### Task objective
Go through the records and give each one again exactly.

Excerpts of annotation records
------------------------------------------------

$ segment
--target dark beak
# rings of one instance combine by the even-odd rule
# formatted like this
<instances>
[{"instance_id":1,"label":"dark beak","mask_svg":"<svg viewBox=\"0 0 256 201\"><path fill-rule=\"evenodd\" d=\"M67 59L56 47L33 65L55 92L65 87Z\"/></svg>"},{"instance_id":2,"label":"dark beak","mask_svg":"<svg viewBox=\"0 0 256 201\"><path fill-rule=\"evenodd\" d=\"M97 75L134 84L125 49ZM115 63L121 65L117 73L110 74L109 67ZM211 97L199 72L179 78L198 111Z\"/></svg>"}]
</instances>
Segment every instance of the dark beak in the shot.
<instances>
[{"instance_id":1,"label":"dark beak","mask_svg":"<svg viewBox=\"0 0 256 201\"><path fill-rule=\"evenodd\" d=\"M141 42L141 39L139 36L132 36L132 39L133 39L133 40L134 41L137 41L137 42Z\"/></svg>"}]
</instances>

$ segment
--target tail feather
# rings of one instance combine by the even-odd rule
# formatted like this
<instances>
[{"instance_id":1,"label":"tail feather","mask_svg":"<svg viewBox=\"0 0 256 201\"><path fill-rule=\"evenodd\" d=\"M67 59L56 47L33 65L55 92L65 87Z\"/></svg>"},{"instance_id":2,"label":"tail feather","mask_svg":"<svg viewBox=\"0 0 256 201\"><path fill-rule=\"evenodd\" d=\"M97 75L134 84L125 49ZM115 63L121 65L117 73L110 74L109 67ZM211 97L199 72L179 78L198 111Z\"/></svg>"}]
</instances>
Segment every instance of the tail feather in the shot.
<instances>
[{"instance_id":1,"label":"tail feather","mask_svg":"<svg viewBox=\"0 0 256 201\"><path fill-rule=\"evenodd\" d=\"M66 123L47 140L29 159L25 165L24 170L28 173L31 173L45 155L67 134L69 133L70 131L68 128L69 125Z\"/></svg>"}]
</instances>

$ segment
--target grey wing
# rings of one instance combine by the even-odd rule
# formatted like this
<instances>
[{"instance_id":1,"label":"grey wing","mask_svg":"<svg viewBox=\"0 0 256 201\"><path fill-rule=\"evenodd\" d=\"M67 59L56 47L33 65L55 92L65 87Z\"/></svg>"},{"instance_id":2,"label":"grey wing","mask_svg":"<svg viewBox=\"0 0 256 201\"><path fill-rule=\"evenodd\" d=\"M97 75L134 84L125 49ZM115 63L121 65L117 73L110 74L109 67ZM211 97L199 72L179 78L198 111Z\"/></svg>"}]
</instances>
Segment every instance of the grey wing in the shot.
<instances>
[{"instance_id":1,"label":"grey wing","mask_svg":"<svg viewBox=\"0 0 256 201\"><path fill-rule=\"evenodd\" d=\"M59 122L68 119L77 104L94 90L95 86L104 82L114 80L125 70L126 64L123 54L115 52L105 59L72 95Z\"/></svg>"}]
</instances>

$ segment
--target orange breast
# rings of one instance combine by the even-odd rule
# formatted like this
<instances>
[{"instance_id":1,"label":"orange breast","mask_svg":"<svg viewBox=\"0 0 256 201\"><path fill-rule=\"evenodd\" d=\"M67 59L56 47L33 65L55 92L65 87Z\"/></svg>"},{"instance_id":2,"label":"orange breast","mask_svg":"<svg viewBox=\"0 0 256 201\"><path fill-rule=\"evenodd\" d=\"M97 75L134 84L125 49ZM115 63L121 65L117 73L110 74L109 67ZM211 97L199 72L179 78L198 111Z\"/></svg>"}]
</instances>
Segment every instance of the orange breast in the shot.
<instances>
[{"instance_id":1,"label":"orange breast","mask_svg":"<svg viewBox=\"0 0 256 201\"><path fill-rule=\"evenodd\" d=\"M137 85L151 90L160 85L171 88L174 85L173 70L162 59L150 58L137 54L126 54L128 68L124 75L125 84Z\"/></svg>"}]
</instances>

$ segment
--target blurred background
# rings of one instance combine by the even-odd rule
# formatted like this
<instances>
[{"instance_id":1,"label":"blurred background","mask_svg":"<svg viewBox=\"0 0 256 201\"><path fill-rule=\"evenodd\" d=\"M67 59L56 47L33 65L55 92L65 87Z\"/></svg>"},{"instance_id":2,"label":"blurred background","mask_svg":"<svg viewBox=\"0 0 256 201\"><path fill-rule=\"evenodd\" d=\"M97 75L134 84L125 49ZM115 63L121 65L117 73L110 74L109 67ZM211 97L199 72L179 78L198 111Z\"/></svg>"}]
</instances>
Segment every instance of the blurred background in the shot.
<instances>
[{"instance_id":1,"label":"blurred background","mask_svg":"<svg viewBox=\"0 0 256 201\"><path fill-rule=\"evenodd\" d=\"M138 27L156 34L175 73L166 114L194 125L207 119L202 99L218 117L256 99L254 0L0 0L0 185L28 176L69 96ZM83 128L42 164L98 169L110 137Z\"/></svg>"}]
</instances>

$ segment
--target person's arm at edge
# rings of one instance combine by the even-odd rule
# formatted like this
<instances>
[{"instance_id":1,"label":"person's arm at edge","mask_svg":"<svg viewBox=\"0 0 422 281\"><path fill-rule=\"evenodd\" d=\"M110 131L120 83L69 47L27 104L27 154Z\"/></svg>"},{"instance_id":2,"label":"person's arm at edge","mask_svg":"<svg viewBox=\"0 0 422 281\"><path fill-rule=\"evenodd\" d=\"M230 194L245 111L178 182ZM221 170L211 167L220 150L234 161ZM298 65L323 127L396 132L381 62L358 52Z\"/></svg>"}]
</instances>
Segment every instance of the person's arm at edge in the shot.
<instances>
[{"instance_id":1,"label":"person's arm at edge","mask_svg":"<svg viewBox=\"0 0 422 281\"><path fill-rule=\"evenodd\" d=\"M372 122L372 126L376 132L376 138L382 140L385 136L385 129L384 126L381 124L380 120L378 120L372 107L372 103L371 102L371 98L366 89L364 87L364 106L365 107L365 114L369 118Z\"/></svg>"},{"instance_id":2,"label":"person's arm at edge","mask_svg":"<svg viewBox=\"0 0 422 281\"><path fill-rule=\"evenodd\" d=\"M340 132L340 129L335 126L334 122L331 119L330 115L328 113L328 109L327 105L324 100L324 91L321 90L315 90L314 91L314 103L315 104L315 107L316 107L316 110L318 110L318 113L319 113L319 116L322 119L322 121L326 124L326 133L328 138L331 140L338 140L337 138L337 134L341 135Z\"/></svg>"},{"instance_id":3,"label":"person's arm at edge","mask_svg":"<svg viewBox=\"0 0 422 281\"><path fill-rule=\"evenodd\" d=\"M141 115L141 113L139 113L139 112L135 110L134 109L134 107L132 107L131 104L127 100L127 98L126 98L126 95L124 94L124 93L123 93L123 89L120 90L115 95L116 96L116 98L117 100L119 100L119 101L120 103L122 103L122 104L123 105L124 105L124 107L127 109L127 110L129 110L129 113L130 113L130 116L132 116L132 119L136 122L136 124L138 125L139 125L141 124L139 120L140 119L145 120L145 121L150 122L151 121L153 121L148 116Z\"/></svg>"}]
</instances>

------------------------------------------------

### Solution for this exercise
$ segment
--target dark beak
# rings of one instance combine by the even-odd rule
# formatted like this
<instances>
[{"instance_id":1,"label":"dark beak","mask_svg":"<svg viewBox=\"0 0 256 201\"><path fill-rule=\"evenodd\" d=\"M67 59L56 47L33 65L55 92L65 87Z\"/></svg>"},{"instance_id":2,"label":"dark beak","mask_svg":"<svg viewBox=\"0 0 256 201\"><path fill-rule=\"evenodd\" d=\"M97 75L134 84L125 49ZM115 63L121 65L117 73L110 74L109 67ZM211 97L199 72L179 78L198 111Z\"/></svg>"}]
</instances>
Segment every instance of the dark beak in the shot.
<instances>
[{"instance_id":1,"label":"dark beak","mask_svg":"<svg viewBox=\"0 0 256 201\"><path fill-rule=\"evenodd\" d=\"M141 42L141 39L139 36L132 36L132 39L133 39L133 40L134 41L137 41L137 42Z\"/></svg>"}]
</instances>

$ segment
--target tail feather
# rings of one instance combine by the even-odd rule
# formatted like this
<instances>
[{"instance_id":1,"label":"tail feather","mask_svg":"<svg viewBox=\"0 0 256 201\"><path fill-rule=\"evenodd\" d=\"M67 59L56 47L33 65L55 92L65 87Z\"/></svg>"},{"instance_id":2,"label":"tail feather","mask_svg":"<svg viewBox=\"0 0 256 201\"><path fill-rule=\"evenodd\" d=\"M97 75L134 84L125 49ZM115 63L121 65L117 73L110 74L109 67ZM211 97L199 72L179 78L198 111Z\"/></svg>"}]
</instances>
Segment every instance of the tail feather in the shot.
<instances>
[{"instance_id":1,"label":"tail feather","mask_svg":"<svg viewBox=\"0 0 256 201\"><path fill-rule=\"evenodd\" d=\"M66 123L47 140L29 159L25 165L24 170L28 173L31 173L45 155L67 134L69 133L70 131L68 128L69 125Z\"/></svg>"}]
</instances>

$ segment
--target grey wing
# rings of one instance combine by the even-odd rule
# formatted like this
<instances>
[{"instance_id":1,"label":"grey wing","mask_svg":"<svg viewBox=\"0 0 256 201\"><path fill-rule=\"evenodd\" d=\"M67 59L56 47L33 65L55 92L65 87Z\"/></svg>"},{"instance_id":2,"label":"grey wing","mask_svg":"<svg viewBox=\"0 0 256 201\"><path fill-rule=\"evenodd\" d=\"M97 75L134 84L125 49ZM115 63L121 65L117 73L110 74L109 67ZM211 97L199 72L179 78L198 111Z\"/></svg>"}]
</instances>
Segment every instance of the grey wing in the shot.
<instances>
[{"instance_id":1,"label":"grey wing","mask_svg":"<svg viewBox=\"0 0 256 201\"><path fill-rule=\"evenodd\" d=\"M59 122L68 119L77 104L94 90L95 86L104 82L114 80L125 70L126 64L123 54L115 52L105 59L72 95Z\"/></svg>"}]
</instances>

$ segment
--target orange breast
# rings of one instance combine by the even-odd rule
# formatted like this
<instances>
[{"instance_id":1,"label":"orange breast","mask_svg":"<svg viewBox=\"0 0 256 201\"><path fill-rule=\"evenodd\" d=\"M67 59L56 47L33 65L55 92L65 87Z\"/></svg>"},{"instance_id":2,"label":"orange breast","mask_svg":"<svg viewBox=\"0 0 256 201\"><path fill-rule=\"evenodd\" d=\"M97 75L134 84L125 49ZM115 63L121 65L117 73L110 74L109 67ZM211 97L199 72L179 78L198 111Z\"/></svg>"}]
</instances>
Segment every instance of the orange breast in the shot.
<instances>
[{"instance_id":1,"label":"orange breast","mask_svg":"<svg viewBox=\"0 0 256 201\"><path fill-rule=\"evenodd\" d=\"M137 85L151 90L160 85L171 88L174 85L173 70L162 59L150 58L137 54L126 54L128 68L124 75L125 84Z\"/></svg>"}]
</instances>

$ segment
--target blurred background
# rings of one instance combine by the even-odd rule
# formatted like this
<instances>
[{"instance_id":1,"label":"blurred background","mask_svg":"<svg viewBox=\"0 0 256 201\"><path fill-rule=\"evenodd\" d=\"M67 59L56 47L33 65L55 92L65 87Z\"/></svg>"},{"instance_id":2,"label":"blurred background","mask_svg":"<svg viewBox=\"0 0 256 201\"><path fill-rule=\"evenodd\" d=\"M97 75L134 84L125 49ZM115 63L121 65L117 73L110 74L109 67ZM211 97L199 72L179 78L198 111Z\"/></svg>"}]
</instances>
Segment every instance of the blurred background in the shot.
<instances>
[{"instance_id":1,"label":"blurred background","mask_svg":"<svg viewBox=\"0 0 256 201\"><path fill-rule=\"evenodd\" d=\"M138 27L156 34L175 73L166 114L194 125L207 119L202 99L218 117L256 99L254 0L0 0L0 185L28 176L69 96ZM83 128L42 164L98 169L110 137Z\"/></svg>"}]
</instances>

$ segment
--target person's arm at edge
# rings of one instance combine by the even-odd rule
# formatted like this
<instances>
[{"instance_id":1,"label":"person's arm at edge","mask_svg":"<svg viewBox=\"0 0 422 281\"><path fill-rule=\"evenodd\" d=\"M110 131L120 83L69 47L27 104L27 154Z\"/></svg>"},{"instance_id":2,"label":"person's arm at edge","mask_svg":"<svg viewBox=\"0 0 422 281\"><path fill-rule=\"evenodd\" d=\"M230 194L245 111L178 182ZM221 170L211 167L220 150L234 161ZM298 65L323 127L396 132L381 62L358 52Z\"/></svg>"}]
</instances>
Segment every instance of the person's arm at edge in the shot.
<instances>
[{"instance_id":1,"label":"person's arm at edge","mask_svg":"<svg viewBox=\"0 0 422 281\"><path fill-rule=\"evenodd\" d=\"M372 122L372 126L376 132L376 138L382 140L385 136L385 129L384 126L381 124L380 120L378 120L372 107L372 103L371 102L371 98L366 89L364 87L364 106L365 107L365 114L369 118Z\"/></svg>"},{"instance_id":2,"label":"person's arm at edge","mask_svg":"<svg viewBox=\"0 0 422 281\"><path fill-rule=\"evenodd\" d=\"M340 132L340 129L335 126L334 122L331 119L330 115L328 113L328 109L327 105L324 100L324 91L321 90L315 90L314 91L314 103L315 104L315 107L316 107L316 110L318 110L318 113L319 113L319 116L322 119L322 121L326 124L326 133L328 138L331 140L338 140L337 138L337 134L341 135Z\"/></svg>"},{"instance_id":3,"label":"person's arm at edge","mask_svg":"<svg viewBox=\"0 0 422 281\"><path fill-rule=\"evenodd\" d=\"M141 115L141 113L139 113L139 112L135 110L134 109L134 107L132 107L131 104L127 100L127 98L126 98L126 95L124 94L124 93L123 93L123 89L120 90L115 95L116 96L116 98L117 100L119 100L119 101L120 103L122 103L122 104L123 105L124 105L124 107L127 109L127 110L129 110L129 113L130 113L130 116L132 116L132 119L136 122L136 124L138 125L139 125L141 124L139 120L140 119L145 120L145 121L150 122L151 121L153 121L148 116Z\"/></svg>"}]
</instances>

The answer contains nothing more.